**Given problem**
Reproduce every record below word for word, leaving nothing out and changing nothing.

**The input**
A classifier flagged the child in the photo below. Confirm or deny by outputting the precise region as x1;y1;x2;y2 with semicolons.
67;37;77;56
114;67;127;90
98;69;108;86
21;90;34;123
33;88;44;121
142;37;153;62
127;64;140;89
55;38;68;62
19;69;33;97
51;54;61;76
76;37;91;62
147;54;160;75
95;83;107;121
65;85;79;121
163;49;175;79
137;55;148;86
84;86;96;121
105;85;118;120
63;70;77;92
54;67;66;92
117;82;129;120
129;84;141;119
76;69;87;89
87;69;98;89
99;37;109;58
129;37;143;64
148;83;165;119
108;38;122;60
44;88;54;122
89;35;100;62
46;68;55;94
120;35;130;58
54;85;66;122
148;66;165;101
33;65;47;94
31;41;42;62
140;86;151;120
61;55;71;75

**Complete response**
A classifier flagged the child in the photo below. Confirm or deny by outputting the precise region as x1;y1;x2;y2 with semicolons.
67;37;77;56
114;67;127;90
98;69;108;86
21;90;34;123
33;88;44;121
142;37;153;62
127;64;140;89
55;38;68;62
19;69;33;97
51;54;61;76
76;37;91;62
147;54;160;75
95;83;107;121
65;85;79;121
163;49;175;79
137;55;148;86
84;86;96;121
105;85;118;120
63;70;77;92
54;67;66;92
117;82;129;120
129;84;141;119
76;69;87;89
87;69;98;89
99;37;109;58
129;37;143;64
148;83;165;119
108;38;122;60
44;88;54;122
89;35;100;62
46;68;55;94
120;35;130;58
54;85;66;122
148;66;165;101
33;65;47;94
31;41;42;62
140;86;151;120
61;55;71;75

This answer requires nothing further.